### TASKS TO COMPLETE:
a: In the forum thread on trig substitution, what kind of substitution does one reply say to use?
b: Retype the part of the forum thread on trig substitution that opens with the words "if youre using" and closes with "are for babies.".

### SELECTED EXTRACT:
--------------------------------------------------

4/2 is the same thing as 2 so when i see all the examples in book they have roots under the section of trig subsitution

- anonymous

dont use 4/2, thats weird

- anonymous

It is weird. Very weird. Use a tan sub, as above.

- anonymous

if youre using an integral table look for
1 / ( x^2 + a^2)^2 dx

- anonymous

yup i am using a tan sub just sure what to put as a coefficient for tan

- anonymous

Integral tables are for babies.

- anonymous

yes that i what i am following cantroset but in that the a will 1/3

- anonymous

errr you can have
1 / ( ax^2 + b^2) ^2 dx,

- anonymous

i know that formula :P

- anonymous

whats your table say

- anonymous

:) so 1/3 should be my coefficient right :)

--------------------------------------------------

### SOURCE MATERIAL:
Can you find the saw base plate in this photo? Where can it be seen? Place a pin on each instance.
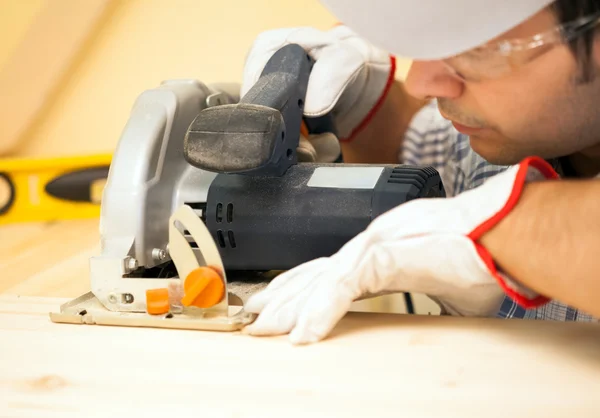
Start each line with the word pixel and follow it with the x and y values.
pixel 87 310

--------------------------------------------------

### TASK-BY-TASK SOLUTIONS:
a: A tan substitution.

b:
if youre using an integral table look for
1 / ( x^2 + a^2)^2 dx

- anonymous

yup i am using a tan sub just sure what to put as a coefficient for tan

- anonymous

Integral tables are for babies.